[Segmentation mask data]
▼

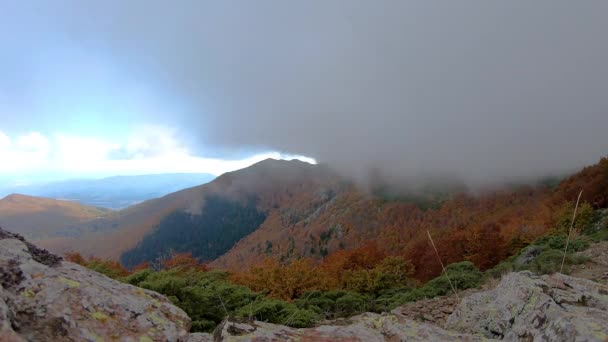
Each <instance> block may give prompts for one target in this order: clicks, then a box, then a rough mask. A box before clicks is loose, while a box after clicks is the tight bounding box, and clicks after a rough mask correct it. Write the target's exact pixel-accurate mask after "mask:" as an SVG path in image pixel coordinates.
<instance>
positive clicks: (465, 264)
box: [376, 261, 483, 311]
mask: <svg viewBox="0 0 608 342" xmlns="http://www.w3.org/2000/svg"><path fill="white" fill-rule="evenodd" d="M446 272H447V274H448V276H449V277H450V280H451V281H452V284H453V285H454V287H455V288H456V291H460V290H464V289H468V288H473V287H478V286H480V285H481V284H482V282H483V274H482V273H481V272H480V271H479V270H478V269H477V268H476V267H475V265H473V263H472V262H470V261H462V262H458V263H454V264H450V265H448V266H447V267H446ZM450 293H452V287H451V286H450V283H449V282H448V280H447V278H446V276H445V274H441V275H440V276H438V277H437V278H434V279H431V280H430V281H429V282H427V283H426V284H425V285H424V286H422V287H420V288H417V289H413V290H412V289H408V288H402V289H398V290H393V291H384V292H383V293H382V294H381V295H380V296H379V297H378V298H377V299H376V309H377V310H383V311H388V310H392V309H394V308H395V307H397V306H399V305H403V304H405V303H408V302H413V301H417V300H419V299H422V298H434V297H437V296H444V295H447V294H450Z"/></svg>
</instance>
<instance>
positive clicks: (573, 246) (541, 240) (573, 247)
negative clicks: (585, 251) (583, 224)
mask: <svg viewBox="0 0 608 342" xmlns="http://www.w3.org/2000/svg"><path fill="white" fill-rule="evenodd" d="M566 239H567V235H566V234H559V235H549V236H545V237H542V238H540V239H538V240H536V241H535V242H534V245H538V246H545V247H548V248H551V249H558V250H562V251H563V250H564V249H565V248H566ZM587 248H589V241H588V240H587V238H586V237H584V236H581V237H578V238H576V239H571V240H570V242H569V243H568V251H569V252H580V251H582V250H585V249H587Z"/></svg>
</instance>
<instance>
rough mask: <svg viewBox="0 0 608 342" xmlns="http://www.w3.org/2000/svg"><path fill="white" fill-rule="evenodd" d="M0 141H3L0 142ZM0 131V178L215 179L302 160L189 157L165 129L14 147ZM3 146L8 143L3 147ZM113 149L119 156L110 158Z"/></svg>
mask: <svg viewBox="0 0 608 342" xmlns="http://www.w3.org/2000/svg"><path fill="white" fill-rule="evenodd" d="M2 141H4V142H5V143H2ZM10 141H11V139H10V138H8V136H7V135H6V134H3V133H0V143H2V145H0V165H2V170H1V172H0V178H11V177H12V178H14V179H19V178H20V177H22V176H23V175H30V176H32V175H33V176H38V177H39V178H42V179H44V177H45V176H46V174H47V173H51V174H56V175H61V177H62V178H67V177H78V178H87V177H104V176H112V175H133V174H152V173H211V174H214V175H220V174H222V173H224V172H228V171H233V170H237V169H241V168H244V167H247V166H250V165H252V164H254V163H257V162H259V161H261V160H264V159H267V158H275V159H301V160H304V161H308V162H314V160H312V159H310V158H305V157H302V156H292V155H285V154H281V153H278V152H266V153H259V154H255V155H250V156H248V157H246V158H240V159H233V160H230V159H219V158H203V157H199V156H196V155H194V154H193V153H191V152H190V151H189V150H188V149H187V148H186V147H185V145H184V144H183V143H182V142H180V141H179V139H178V138H177V137H176V136H175V135H173V134H172V133H171V131H170V130H165V129H162V128H155V127H153V126H145V127H142V128H140V129H138V130H136V131H135V132H133V133H132V134H131V135H129V136H128V137H126V138H125V139H124V141H123V142H111V141H106V140H104V139H100V138H92V137H81V136H71V135H66V134H56V135H53V136H52V137H51V138H47V137H46V136H44V135H42V134H41V133H39V132H31V133H28V134H25V135H23V136H18V137H15V141H16V144H15V145H11V144H10ZM6 142H8V143H6ZM117 151H124V152H125V153H124V154H122V155H120V157H119V158H116V154H117Z"/></svg>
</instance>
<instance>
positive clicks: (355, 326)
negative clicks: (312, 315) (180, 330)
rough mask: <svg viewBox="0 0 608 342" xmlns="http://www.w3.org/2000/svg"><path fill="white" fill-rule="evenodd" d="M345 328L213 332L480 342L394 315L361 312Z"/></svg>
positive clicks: (342, 338) (230, 326) (251, 333)
mask: <svg viewBox="0 0 608 342" xmlns="http://www.w3.org/2000/svg"><path fill="white" fill-rule="evenodd" d="M349 321H350V324H347V325H321V326H318V327H315V328H308V329H294V328H289V327H286V326H283V325H277V324H270V323H264V322H257V321H255V322H250V323H237V322H230V321H225V322H223V323H222V324H221V325H220V326H219V327H218V329H216V332H215V337H216V340H219V341H231V340H239V341H300V340H301V341H366V342H367V341H369V342H374V341H481V340H483V338H482V337H480V336H473V335H470V334H462V333H457V332H450V331H446V330H444V329H442V328H439V327H437V326H434V325H431V324H425V323H419V322H416V321H413V320H409V319H399V318H398V317H397V316H395V315H391V314H385V315H379V314H374V313H365V314H362V315H359V316H355V317H352V318H351V319H350V320H349Z"/></svg>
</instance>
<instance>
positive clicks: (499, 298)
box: [447, 272, 608, 342]
mask: <svg viewBox="0 0 608 342" xmlns="http://www.w3.org/2000/svg"><path fill="white" fill-rule="evenodd" d="M447 328H448V329H450V330H455V331H460V332H463V333H470V334H480V335H483V336H485V337H488V338H498V339H504V340H508V341H518V340H530V341H532V340H534V341H602V342H603V341H606V340H608V287H607V286H606V285H603V284H599V283H596V282H593V281H590V280H587V279H581V278H574V277H569V276H566V275H563V274H553V275H546V276H537V275H534V274H532V273H530V272H520V273H510V274H508V275H506V276H505V277H503V279H502V281H501V282H500V284H499V285H498V286H497V287H496V288H495V289H493V290H489V291H484V292H479V293H476V294H473V295H471V296H469V297H467V298H465V299H464V300H463V301H462V302H461V303H460V305H459V306H458V308H457V309H456V311H454V312H453V313H452V315H451V316H450V317H449V318H448V322H447Z"/></svg>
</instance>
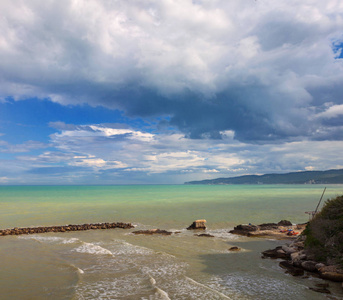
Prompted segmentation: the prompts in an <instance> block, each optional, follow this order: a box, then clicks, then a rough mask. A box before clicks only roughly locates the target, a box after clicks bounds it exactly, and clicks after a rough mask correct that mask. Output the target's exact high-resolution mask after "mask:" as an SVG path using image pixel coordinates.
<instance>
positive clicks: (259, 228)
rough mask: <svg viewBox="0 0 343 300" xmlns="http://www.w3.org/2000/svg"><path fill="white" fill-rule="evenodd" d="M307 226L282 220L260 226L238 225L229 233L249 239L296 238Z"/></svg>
mask: <svg viewBox="0 0 343 300" xmlns="http://www.w3.org/2000/svg"><path fill="white" fill-rule="evenodd" d="M305 227H306V224H298V225H293V224H292V223H291V222H290V221H287V220H281V221H280V222H279V223H263V224H260V225H252V224H248V225H244V224H241V225H237V226H236V227H234V229H233V230H230V231H229V232H230V233H232V234H238V235H244V236H248V237H274V238H280V239H284V238H294V237H295V236H298V235H299V234H301V233H302V231H303V230H304V229H305Z"/></svg>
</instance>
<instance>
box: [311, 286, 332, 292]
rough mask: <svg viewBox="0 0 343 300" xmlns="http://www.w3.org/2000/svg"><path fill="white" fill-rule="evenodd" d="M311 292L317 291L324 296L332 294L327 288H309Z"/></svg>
mask: <svg viewBox="0 0 343 300" xmlns="http://www.w3.org/2000/svg"><path fill="white" fill-rule="evenodd" d="M309 289H310V290H311V291H315V292H317V293H324V294H331V292H330V291H329V290H328V289H326V288H311V287H310V288H309Z"/></svg>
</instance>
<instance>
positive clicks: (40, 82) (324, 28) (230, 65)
mask: <svg viewBox="0 0 343 300" xmlns="http://www.w3.org/2000/svg"><path fill="white" fill-rule="evenodd" d="M0 10H1V14H2V18H1V19H0V58H1V59H0V71H1V72H0V74H1V81H0V91H1V92H0V97H1V98H2V101H5V99H6V98H7V97H11V98H13V99H18V100H19V99H26V98H31V97H38V98H49V99H50V100H51V101H55V102H58V103H61V104H64V105H67V104H72V105H76V104H80V103H88V104H90V105H92V106H98V105H102V106H105V107H108V108H115V109H120V110H123V111H125V113H126V114H127V115H128V116H136V117H145V118H147V117H148V118H157V117H163V118H164V120H163V122H162V123H161V125H162V124H165V125H166V126H168V125H169V126H170V125H171V126H174V127H175V128H178V129H179V130H181V131H182V132H183V133H184V134H186V136H188V137H190V138H221V137H222V136H221V132H223V131H227V130H231V131H233V132H234V133H235V138H236V139H238V140H240V141H245V142H254V143H256V142H258V143H261V142H266V141H269V142H274V141H278V140H279V141H280V140H282V141H295V140H299V139H303V138H308V139H312V140H323V139H330V140H342V138H343V136H342V134H341V133H340V130H336V129H332V126H335V125H336V123H337V122H336V123H335V124H332V122H328V121H327V117H328V116H332V114H334V113H336V115H337V113H338V111H337V110H339V107H340V105H342V104H343V99H342V94H343V88H342V86H343V84H342V83H343V66H342V58H341V45H342V42H343V35H342V31H341V28H342V26H343V18H342V13H343V6H342V4H341V3H340V2H339V1H336V0H329V1H325V2H324V1H319V0H318V1H309V0H305V1H295V0H290V1H286V2H275V1H272V0H257V1H253V0H247V1H241V0H236V1H224V0H216V1H206V0H200V1H191V0H182V1H170V0H163V1H152V0H150V1H149V0H147V1H140V2H137V1H99V0H89V1H77V0H73V1H38V0H36V1H35V0H32V1H24V0H11V1H1V3H0ZM337 116H338V115H337ZM165 118H167V119H165ZM146 138H147V137H146Z"/></svg>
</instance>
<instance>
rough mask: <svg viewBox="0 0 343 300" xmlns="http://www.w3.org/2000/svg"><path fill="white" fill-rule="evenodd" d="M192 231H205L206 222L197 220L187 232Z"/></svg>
mask: <svg viewBox="0 0 343 300" xmlns="http://www.w3.org/2000/svg"><path fill="white" fill-rule="evenodd" d="M192 229H201V230H205V229H206V220H196V221H194V222H193V223H192V224H191V225H190V226H188V228H187V230H192Z"/></svg>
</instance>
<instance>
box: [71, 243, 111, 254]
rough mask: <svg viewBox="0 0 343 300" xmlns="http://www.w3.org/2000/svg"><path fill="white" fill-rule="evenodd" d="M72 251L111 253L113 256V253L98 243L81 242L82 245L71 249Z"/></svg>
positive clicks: (100, 253)
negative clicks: (100, 245)
mask: <svg viewBox="0 0 343 300" xmlns="http://www.w3.org/2000/svg"><path fill="white" fill-rule="evenodd" d="M72 251H75V252H78V253H88V254H96V255H111V256H113V253H112V252H111V251H110V250H108V249H106V248H103V247H101V246H99V245H96V244H92V243H86V242H82V245H81V246H79V247H77V248H75V249H73V250H72Z"/></svg>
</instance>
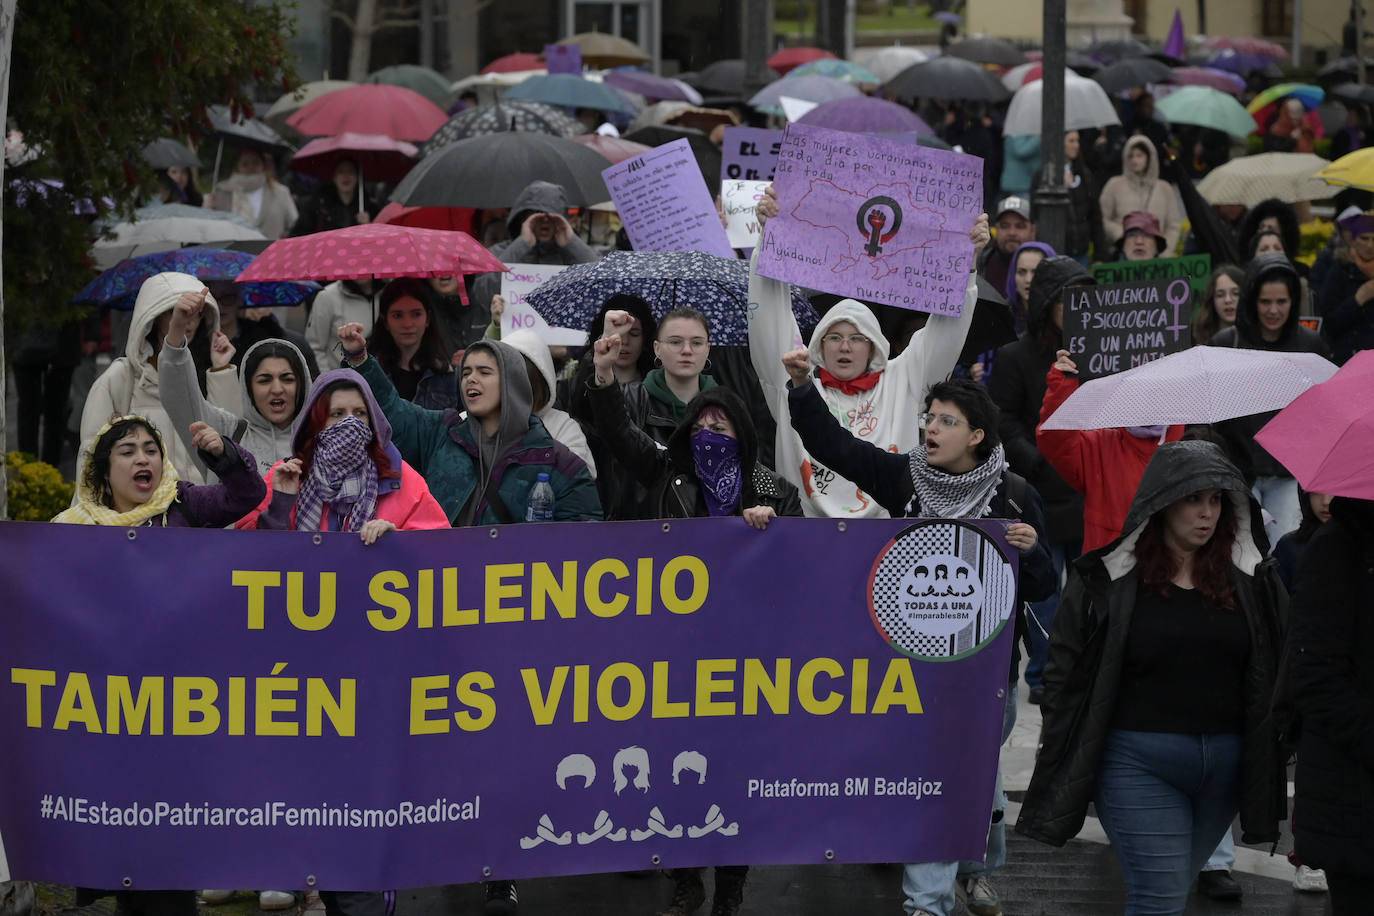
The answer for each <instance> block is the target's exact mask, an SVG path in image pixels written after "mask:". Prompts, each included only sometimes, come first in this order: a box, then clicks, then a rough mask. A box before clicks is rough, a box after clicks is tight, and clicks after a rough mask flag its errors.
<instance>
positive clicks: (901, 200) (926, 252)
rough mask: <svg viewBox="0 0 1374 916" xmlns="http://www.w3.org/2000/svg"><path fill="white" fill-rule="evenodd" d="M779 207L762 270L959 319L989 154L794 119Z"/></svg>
mask: <svg viewBox="0 0 1374 916" xmlns="http://www.w3.org/2000/svg"><path fill="white" fill-rule="evenodd" d="M774 188H775V190H776V191H778V199H779V205H780V207H782V213H779V214H778V216H776V217H774V218H772V220H768V224H767V225H765V227H764V238H763V242H761V244H760V247H758V272H760V273H761V275H764V276H768V277H772V279H775V280H786V282H790V283H794V284H797V286H805V287H811V288H813V290H823V291H826V293H837V294H840V295H852V297H855V298H859V299H867V301H870V302H881V304H883V305H896V306H901V308H905V309H915V310H918V312H932V313H936V314H951V316H958V314H959V313H960V312H962V310H963V297H965V293H966V290H967V284H969V272H970V271H971V269H973V244H971V243H970V242H969V231H970V229H971V228H973V224H974V221H976V220H977V218H978V216H980V214H981V213H982V159H980V158H977V157H970V155H965V154H962V152H949V151H947V150H932V148H926V147H915V146H911V144H907V143H900V141H894V140H888V139H882V137H878V136H871V135H859V133H845V132H842V130H826V129H823V128H812V126H807V125H798V124H790V125H787V130H786V136H785V137H783V144H782V151H780V152H779V154H778V169H776V174H775V177H774Z"/></svg>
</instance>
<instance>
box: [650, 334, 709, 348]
mask: <svg viewBox="0 0 1374 916" xmlns="http://www.w3.org/2000/svg"><path fill="white" fill-rule="evenodd" d="M660 343H662V345H664V346H666V347H672V349H675V350H680V349H683V347H684V346H687V345H688V343H690V345H691V349H694V350H701V349H705V346H706V343H708V341H706V338H703V336H694V338H680V336H671V338H664V339H662V341H660Z"/></svg>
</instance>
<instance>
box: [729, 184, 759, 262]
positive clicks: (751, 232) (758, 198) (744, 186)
mask: <svg viewBox="0 0 1374 916" xmlns="http://www.w3.org/2000/svg"><path fill="white" fill-rule="evenodd" d="M767 187H768V183H767V181H721V183H720V206H721V209H723V210H724V211H725V236H727V238H728V239H730V244H731V246H732V247H736V249H752V247H754V246H756V244H757V243H758V218H757V217H756V216H754V207H757V206H758V202H760V201H761V199H763V196H764V188H767Z"/></svg>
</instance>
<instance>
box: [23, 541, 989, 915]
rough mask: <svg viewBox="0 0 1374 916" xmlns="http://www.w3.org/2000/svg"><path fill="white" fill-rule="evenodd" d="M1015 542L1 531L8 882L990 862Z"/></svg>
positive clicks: (500, 878) (96, 881)
mask: <svg viewBox="0 0 1374 916" xmlns="http://www.w3.org/2000/svg"><path fill="white" fill-rule="evenodd" d="M1002 531H1003V523H1002V522H995V520H984V522H978V523H966V522H947V520H929V522H918V520H912V519H905V520H890V519H888V520H866V522H848V523H835V522H834V520H829V519H776V520H774V523H772V525H769V527H768V530H767V531H756V530H753V529H750V527H747V526H746V525H743V522H742V520H741V519H695V520H686V522H671V523H662V522H627V523H567V525H513V526H504V527H496V529H464V530H442V531H404V533H394V534H389V536H386V537H383V538H382V540H381V541H379V542H378V544H375V545H372V547H364V545H363V544H361V542H360V541H359V538H357V537H356V536H352V534H333V533H328V534H322V536H315V534H311V533H294V531H257V533H251V534H246V533H238V531H201V530H166V529H136V530H133V529H131V530H122V529H120V530H113V529H102V527H82V526H60V525H33V523H4V525H0V551H3V552H4V556H5V564H4V569H3V571H0V588H3V589H4V595H5V639H4V641H3V644H0V658H3V661H4V670H5V677H4V680H3V681H0V729H3V733H4V735H5V753H4V754H3V755H0V761H3V762H0V849H3V850H5V851H7V853H8V865H7V869H5V868H3V867H4V864H5V860H4V857H3V856H0V880H3V879H8V878H11V876H12V878H16V879H34V880H45V882H60V883H67V884H81V886H91V887H114V889H118V887H132V889H150V887H305V886H312V887H324V889H330V890H376V889H387V887H414V886H427V884H437V883H444V882H471V880H478V879H482V878H495V879H504V878H529V876H548V875H567V873H589V872H603V871H625V869H638V868H649V867H651V865H664V867H688V865H706V864H739V862H756V864H785V862H793V864H804V862H831V861H840V862H875V861H929V860H938V861H948V860H969V858H981V857H982V853H984V845H985V842H987V835H988V821H989V817H991V808H992V795H993V792H992V787H993V776H995V769H996V764H998V748H999V743H1000V732H1002V721H1003V705H1004V696H1003V694H1004V691H1006V684H1007V681H1006V678H1007V669H1009V656H1010V647H1011V639H1013V629H1014V628H1013V626H1007V622H1009V621H1010V619H1011V615H1013V614H1014V607H1015V600H1014V597H1015V573H1014V559H1015V558H1014V555H1015V551H1007V548H1006V542H1004V540H1003V537H1002ZM798 556H801V558H818V559H819V558H824V562H823V563H813V564H801V566H798V563H797V558H798ZM73 558H80V560H77V563H78V564H80V574H78V575H74V574H73V563H74V560H73Z"/></svg>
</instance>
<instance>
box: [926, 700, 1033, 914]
mask: <svg viewBox="0 0 1374 916" xmlns="http://www.w3.org/2000/svg"><path fill="white" fill-rule="evenodd" d="M1015 724H1017V685H1015V683H1011V684H1009V685H1007V706H1006V711H1004V713H1003V714H1002V743H1003V744H1006V743H1007V739H1009V737H1010V736H1011V728H1013V726H1014V725H1015ZM1006 808H1007V797H1006V794H1003V791H1002V765H1000V764H999V765H998V780H996V784H995V786H993V795H992V824H991V827H989V828H988V851H987V854H985V860H984V861H981V862H974V861H969V862H918V864H914V865H904V867H903V869H901V893H903V894H905V895H907V900H905V901H904V904H903V906H904V908H905V911H907V913H914V912H916V911H918V909H923V911H926V912H930V913H934V916H949V913H951V912H952V911H954V905H955V891H954V882H955V878H982V876H987V875H988V872H991V871H992V869H995V868H1002V867H1003V865H1004V864H1006V861H1007V824H1006V817H1004V813H1003V812H1006Z"/></svg>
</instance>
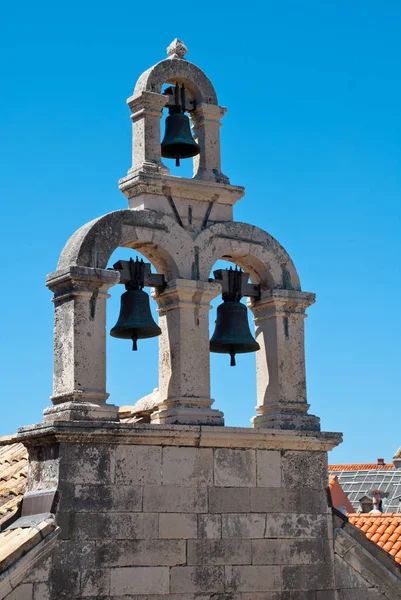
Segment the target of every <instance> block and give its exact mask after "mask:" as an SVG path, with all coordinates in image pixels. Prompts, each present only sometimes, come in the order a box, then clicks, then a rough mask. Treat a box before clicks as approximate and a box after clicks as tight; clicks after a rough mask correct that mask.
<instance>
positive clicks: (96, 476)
mask: <svg viewBox="0 0 401 600" xmlns="http://www.w3.org/2000/svg"><path fill="white" fill-rule="evenodd" d="M112 452H113V450H112V449H111V448H110V447H109V446H107V445H98V446H95V445H92V444H77V443H75V444H68V449H67V448H65V447H64V451H63V452H61V451H60V467H59V469H60V478H61V479H65V480H66V481H68V482H70V483H84V484H90V483H97V484H99V483H103V484H105V485H110V484H111V483H113V481H112V480H113V478H114V474H113V464H114V463H113V461H112V459H111V456H112Z"/></svg>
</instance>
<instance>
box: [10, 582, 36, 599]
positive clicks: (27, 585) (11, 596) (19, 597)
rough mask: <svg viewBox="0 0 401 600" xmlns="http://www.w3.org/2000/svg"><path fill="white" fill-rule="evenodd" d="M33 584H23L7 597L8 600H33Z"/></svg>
mask: <svg viewBox="0 0 401 600" xmlns="http://www.w3.org/2000/svg"><path fill="white" fill-rule="evenodd" d="M32 595H33V584H32V583H22V584H21V585H19V586H18V587H17V588H16V589H15V590H13V591H12V592H11V594H8V595H7V596H6V600H32Z"/></svg>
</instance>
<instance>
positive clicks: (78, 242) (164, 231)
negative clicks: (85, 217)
mask: <svg viewBox="0 0 401 600" xmlns="http://www.w3.org/2000/svg"><path fill="white" fill-rule="evenodd" d="M118 247H126V248H133V249H135V250H138V252H140V253H141V254H143V255H144V256H145V257H146V258H147V259H148V260H150V261H151V262H152V264H153V265H154V267H155V269H156V271H157V272H159V273H163V274H164V275H165V277H166V279H167V280H170V279H174V278H177V277H184V278H185V277H186V278H188V279H190V273H191V260H192V256H193V242H192V239H191V237H190V236H189V234H188V233H187V232H186V231H185V230H184V229H183V228H182V227H180V226H179V225H177V223H176V222H175V221H174V220H173V219H172V218H171V217H169V216H167V215H165V216H162V215H160V214H157V213H155V212H152V211H148V210H135V211H134V210H117V211H113V212H111V213H107V214H106V215H103V216H102V217H99V218H97V219H95V220H94V221H90V222H89V223H86V224H85V225H83V226H82V227H81V228H80V229H78V230H77V231H76V232H75V233H74V234H73V235H72V236H71V238H70V239H69V240H68V242H67V244H66V245H65V246H64V249H63V250H62V252H61V255H60V259H59V262H58V265H57V270H61V269H65V268H68V267H70V266H75V265H76V266H85V267H95V268H100V269H106V268H107V263H108V261H109V258H110V256H111V255H112V253H113V252H114V250H115V249H116V248H118Z"/></svg>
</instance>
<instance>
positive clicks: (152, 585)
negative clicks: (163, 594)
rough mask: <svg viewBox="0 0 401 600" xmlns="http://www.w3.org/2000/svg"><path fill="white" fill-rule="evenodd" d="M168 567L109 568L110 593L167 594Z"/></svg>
mask: <svg viewBox="0 0 401 600" xmlns="http://www.w3.org/2000/svg"><path fill="white" fill-rule="evenodd" d="M169 582H170V578H169V568H168V567H124V568H119V569H111V580H110V594H111V595H114V596H126V595H128V594H133V595H136V594H168V593H169Z"/></svg>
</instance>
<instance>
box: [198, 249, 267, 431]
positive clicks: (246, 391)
mask: <svg viewBox="0 0 401 600" xmlns="http://www.w3.org/2000/svg"><path fill="white" fill-rule="evenodd" d="M234 266H240V265H238V263H236V262H234V261H228V260H222V259H220V260H218V261H217V262H216V263H215V264H214V266H213V268H212V270H211V272H210V275H209V277H211V278H212V277H213V272H214V271H216V270H217V269H227V268H230V267H234ZM222 302H223V300H222V297H221V295H219V296H217V298H215V299H214V300H213V301H212V302H211V304H212V309H211V310H210V312H209V333H210V337H211V336H212V335H213V332H214V330H215V319H216V311H217V307H218V305H219V304H221V303H222ZM241 302H242V303H243V304H245V305H246V303H247V299H246V298H242V300H241ZM247 316H248V322H249V327H250V330H251V333H252V335H253V336H254V335H255V327H254V323H253V315H252V313H251V311H250V310H248V311H247ZM236 362H237V365H236V366H235V367H230V356H229V355H228V354H217V353H214V352H211V353H210V384H211V397H212V398H213V399H214V401H215V403H214V405H213V408H216V409H218V410H221V411H223V412H224V417H225V424H226V425H227V426H230V427H232V426H237V427H249V426H250V420H251V418H252V417H253V416H254V415H255V405H256V377H255V372H256V356H255V353H245V354H238V355H237V356H236Z"/></svg>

▲

**Task instructions**
Count the lines in the items above that contain the word "negative", and reply with only that number.

**Solution to this exercise**
5